_WHAT TO DO_
Repeat the data in full. Drop every picture.

ENTRIES PROVIDED: Begin

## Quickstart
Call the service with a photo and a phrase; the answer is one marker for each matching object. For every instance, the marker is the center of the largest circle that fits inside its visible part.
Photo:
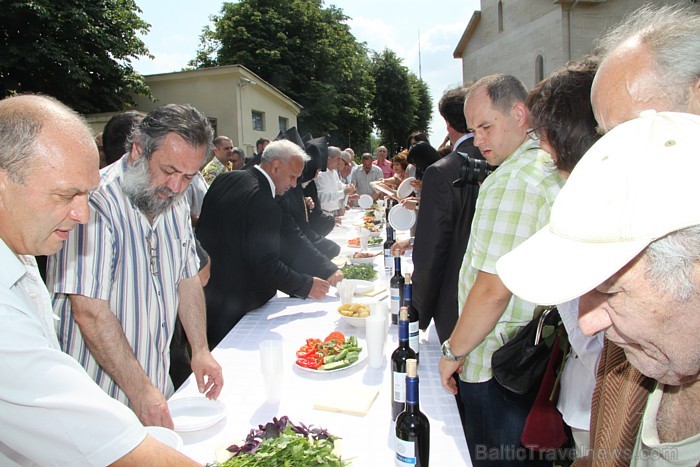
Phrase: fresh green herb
(281, 443)
(364, 272)
(373, 241)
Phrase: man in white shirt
(365, 174)
(51, 412)
(332, 191)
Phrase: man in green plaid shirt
(513, 203)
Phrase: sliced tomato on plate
(337, 335)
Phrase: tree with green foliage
(424, 104)
(306, 51)
(78, 51)
(394, 104)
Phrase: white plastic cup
(364, 239)
(346, 291)
(375, 332)
(381, 308)
(272, 369)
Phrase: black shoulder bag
(520, 363)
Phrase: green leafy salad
(281, 443)
(363, 272)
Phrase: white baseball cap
(638, 183)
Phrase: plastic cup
(375, 332)
(380, 308)
(364, 238)
(272, 369)
(346, 291)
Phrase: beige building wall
(557, 31)
(227, 95)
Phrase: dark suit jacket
(321, 222)
(296, 250)
(442, 232)
(240, 228)
(294, 202)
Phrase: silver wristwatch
(448, 355)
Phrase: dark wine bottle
(413, 330)
(398, 367)
(387, 247)
(412, 426)
(396, 290)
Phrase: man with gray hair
(137, 268)
(364, 175)
(240, 228)
(650, 61)
(332, 191)
(633, 256)
(51, 411)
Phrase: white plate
(360, 285)
(165, 436)
(401, 218)
(405, 189)
(365, 201)
(362, 358)
(195, 413)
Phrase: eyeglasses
(153, 252)
(535, 133)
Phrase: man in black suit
(240, 228)
(296, 202)
(444, 222)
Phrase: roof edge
(468, 32)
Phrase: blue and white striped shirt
(118, 256)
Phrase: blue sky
(396, 24)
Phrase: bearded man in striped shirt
(121, 279)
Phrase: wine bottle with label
(398, 367)
(388, 261)
(412, 426)
(413, 330)
(396, 289)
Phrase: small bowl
(166, 436)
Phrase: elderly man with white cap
(624, 235)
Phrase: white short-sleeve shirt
(51, 412)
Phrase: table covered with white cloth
(366, 440)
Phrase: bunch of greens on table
(364, 272)
(281, 443)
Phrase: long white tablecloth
(366, 440)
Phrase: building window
(214, 125)
(258, 121)
(539, 68)
(500, 16)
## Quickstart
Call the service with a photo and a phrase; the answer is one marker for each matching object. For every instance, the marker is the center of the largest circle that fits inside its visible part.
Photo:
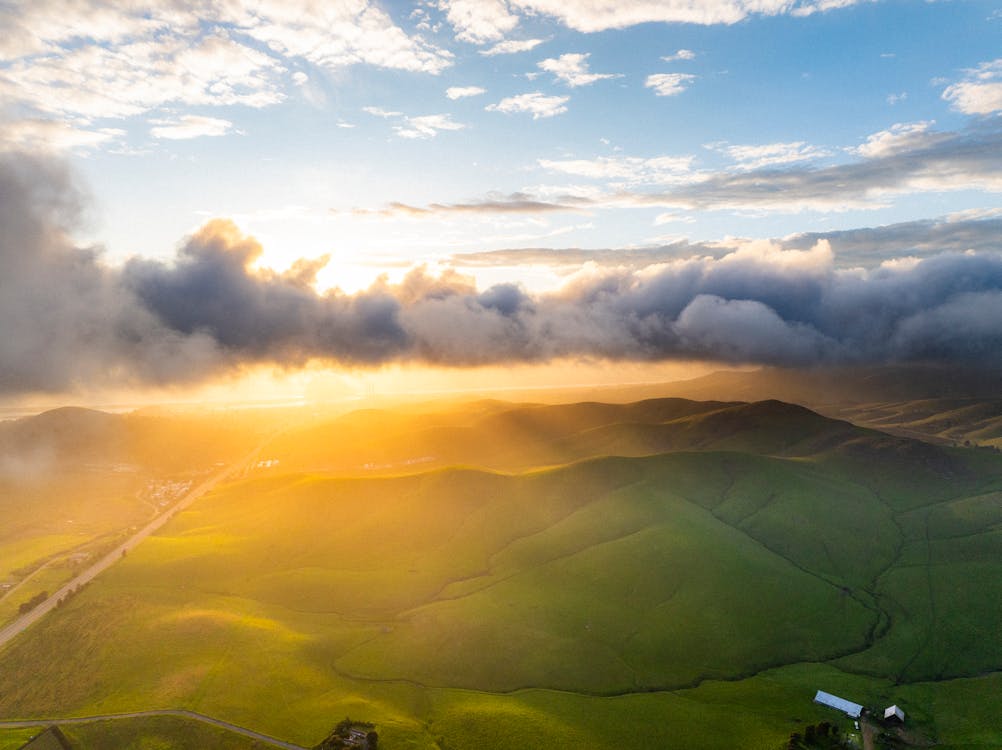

ENTRIES PROVIDED: End

_RESULT OF THE TASK_
## Quickstart
Call the service with a photo and a phrase; the answer is one marker for each matching object. For every instance, the marker is the center of the largest circle that fits inside its visible part.
Photo:
Phrase: fresh green herb
(281, 443)
(364, 272)
(373, 241)
Phrase: man in white shirt
(365, 174)
(51, 412)
(332, 191)
Phrase: man in green plaid shirt
(513, 203)
Phrase: sliced tomato on plate
(337, 335)
Phrase: tree with green foliage
(424, 104)
(306, 51)
(78, 51)
(394, 104)
Phrase: white plastic cup
(364, 239)
(346, 291)
(375, 332)
(381, 308)
(272, 369)
Phrase: black shoulder bag
(520, 363)
Phrase: green leafy salad
(281, 443)
(363, 272)
Phrase: white baseball cap
(638, 183)
Phrase: plastic cup
(375, 332)
(380, 308)
(364, 238)
(272, 369)
(346, 291)
Phrase: beige building wall
(557, 31)
(227, 95)
Phrase: dark suit jacket
(321, 222)
(296, 250)
(442, 232)
(240, 228)
(294, 202)
Phrase: silver wristwatch
(448, 355)
Phrase: dark wine bottle
(413, 330)
(398, 367)
(387, 247)
(412, 426)
(396, 290)
Phrase: man with gray hair
(137, 268)
(364, 175)
(240, 228)
(650, 61)
(332, 191)
(633, 256)
(51, 411)
Phrase: white plate
(360, 285)
(165, 436)
(401, 218)
(405, 189)
(365, 201)
(362, 358)
(195, 413)
Phrase: eyeglasses
(153, 252)
(535, 133)
Phrase: man in black suit
(240, 228)
(296, 202)
(444, 222)
Phrase: roof edge
(468, 32)
Phrase: blue and white striped shirt
(118, 256)
Phrase: blue sky
(396, 24)
Phrase: bearded man in striped shirt
(121, 279)
Phrase: wine bottle with label
(398, 367)
(388, 261)
(412, 426)
(413, 330)
(396, 289)
Phrase: small bowl
(166, 436)
Phrase: elderly man with white cap
(624, 235)
Phrase: white short-sleeve shirt
(51, 412)
Phrase: table covered with white cloth
(366, 440)
Phrase: bunch of greens on table
(364, 272)
(281, 443)
Phrase: long white tablecloth
(366, 440)
Phrase: building window
(214, 125)
(258, 121)
(539, 68)
(500, 16)
## Quickstart
Call the service with a photo and a phrase; the answer is one marker for each matching object. For every instance, the marker is the center of the largest circle that fits inside its visible part.
Photo:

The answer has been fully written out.